→ **Text extract**
• • • • • • •

# Hinze arvo session 6/1/07



## wongus (Feb 12, 2006)

A ute pulled up behind me at the traffic lights in Nerang with a Viking Tempo at the back.. the driver turned out to be Lindsay (Mojofunk). We pulled up at the ramp at Hinze around 4pm with Dodge waiting.

I paddled straight to the bay where we had the surface action on the last Hinze night trip. Once again, action started near sundown with a few missed strikes on poppers before Lindsay landed a small toga. Nice work!!

I landed 2 bass in quick succession around the 35cm length on a popper. Dodge decided to call it quits at 7.30pm. Lindsay and I continued fishing / drifting our way back to the ramp (it was quite pleasant as we were drifting back with the wind and didn't have to paddle much).

Plenty of fish to keep us entertained and I think Lindsay and I managed to land about 6 bass each.

All in all a nice session on the water.


----------



## YakAtak (Mar 13, 2006)

• • • • • • •

→ **Required task 1**
Answer these questions from the fishing report:
(a) Where was the writer stopped when the ute pulled up behind?
(b) At what time did Dodge decide to stop fishing?
(c) About what length were the two bass the writer landed on a popper?
→ **Required task 2**
Reproduce the passage of the fishing report starting at "# Hinze arvo" and ending at "to paddle much).".

→ **Items**
• • • • • • •

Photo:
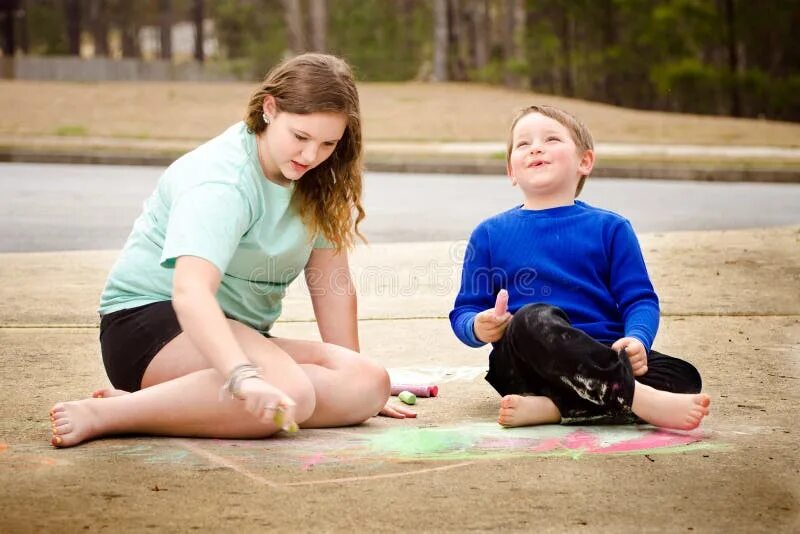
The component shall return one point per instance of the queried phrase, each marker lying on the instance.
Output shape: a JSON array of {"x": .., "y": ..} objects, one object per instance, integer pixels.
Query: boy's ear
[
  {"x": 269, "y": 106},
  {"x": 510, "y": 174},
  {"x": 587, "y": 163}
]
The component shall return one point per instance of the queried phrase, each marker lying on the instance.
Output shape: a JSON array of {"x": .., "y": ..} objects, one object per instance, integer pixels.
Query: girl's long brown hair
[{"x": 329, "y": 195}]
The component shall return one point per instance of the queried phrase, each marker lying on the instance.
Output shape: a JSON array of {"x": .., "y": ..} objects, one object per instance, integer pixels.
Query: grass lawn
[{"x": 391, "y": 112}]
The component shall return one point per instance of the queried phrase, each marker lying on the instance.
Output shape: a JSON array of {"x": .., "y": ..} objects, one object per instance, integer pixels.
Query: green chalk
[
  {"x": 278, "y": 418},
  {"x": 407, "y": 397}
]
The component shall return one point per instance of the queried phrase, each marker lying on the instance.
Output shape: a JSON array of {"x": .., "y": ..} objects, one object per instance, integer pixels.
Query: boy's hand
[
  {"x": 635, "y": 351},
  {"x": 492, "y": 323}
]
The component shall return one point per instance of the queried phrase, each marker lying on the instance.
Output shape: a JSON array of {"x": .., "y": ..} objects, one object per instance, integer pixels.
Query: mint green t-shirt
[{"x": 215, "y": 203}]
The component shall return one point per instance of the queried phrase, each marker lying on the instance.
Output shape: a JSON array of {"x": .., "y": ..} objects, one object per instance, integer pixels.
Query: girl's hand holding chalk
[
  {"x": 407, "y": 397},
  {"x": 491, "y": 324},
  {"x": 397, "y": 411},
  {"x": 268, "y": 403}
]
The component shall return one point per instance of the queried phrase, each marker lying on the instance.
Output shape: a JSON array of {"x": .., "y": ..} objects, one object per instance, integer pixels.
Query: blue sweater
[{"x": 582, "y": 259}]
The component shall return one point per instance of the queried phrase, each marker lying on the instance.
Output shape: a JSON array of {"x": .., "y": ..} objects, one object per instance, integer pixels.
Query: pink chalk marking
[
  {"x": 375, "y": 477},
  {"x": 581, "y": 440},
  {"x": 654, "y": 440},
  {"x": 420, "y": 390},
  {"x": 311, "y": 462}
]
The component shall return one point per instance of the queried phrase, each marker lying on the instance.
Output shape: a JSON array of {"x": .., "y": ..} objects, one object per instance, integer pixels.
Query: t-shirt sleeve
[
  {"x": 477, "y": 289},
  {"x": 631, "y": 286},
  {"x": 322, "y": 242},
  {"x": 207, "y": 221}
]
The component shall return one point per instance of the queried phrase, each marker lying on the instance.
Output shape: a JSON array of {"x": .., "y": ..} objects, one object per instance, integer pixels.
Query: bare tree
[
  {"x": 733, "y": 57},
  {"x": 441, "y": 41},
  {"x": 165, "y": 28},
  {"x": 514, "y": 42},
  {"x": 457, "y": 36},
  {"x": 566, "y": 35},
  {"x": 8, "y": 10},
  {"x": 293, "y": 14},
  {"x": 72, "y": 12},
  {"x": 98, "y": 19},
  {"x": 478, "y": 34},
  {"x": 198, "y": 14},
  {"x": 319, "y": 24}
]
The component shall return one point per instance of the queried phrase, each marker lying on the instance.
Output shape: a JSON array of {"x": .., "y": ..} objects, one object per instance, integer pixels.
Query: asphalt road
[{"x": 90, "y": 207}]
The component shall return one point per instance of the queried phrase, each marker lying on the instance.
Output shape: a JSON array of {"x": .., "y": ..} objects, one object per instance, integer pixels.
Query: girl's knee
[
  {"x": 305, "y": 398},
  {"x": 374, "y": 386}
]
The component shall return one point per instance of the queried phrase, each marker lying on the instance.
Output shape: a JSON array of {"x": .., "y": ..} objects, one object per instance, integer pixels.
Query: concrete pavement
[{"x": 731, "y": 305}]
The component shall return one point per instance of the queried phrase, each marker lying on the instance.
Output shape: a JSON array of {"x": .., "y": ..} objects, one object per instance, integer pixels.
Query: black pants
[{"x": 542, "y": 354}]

• • • • • • •

→ **Full solution 1**
(a) At the traffic lights in Nerang.
(b) At 7.30pm.
(c) Around 35cm.

→ **Full solution 2**
# Hinze arvo session 6/1/07



## wongus (Feb 12, 2006)

A ute pulled up behind me at the traffic lights in Nerang with a Viking Tempo at the back.. the driver turned out to be Lindsay (Mojofunk). We pulled up at the ramp at Hinze around 4pm with Dodge waiting.

I paddled straight to the bay where we had the surface action on the last Hinze night trip. Once again, action started near sundown with a few missed strikes on poppers before Lindsay landed a small toga. Nice work!!

I landed 2 bass in quick succession around the 35cm length on a popper. Dodge decided to call it quits at 7.30pm. Lindsay and I continued fishing / drifting our way back to the ramp (it was quite pleasant as we were drifting back with the wind and didn't have to paddle much).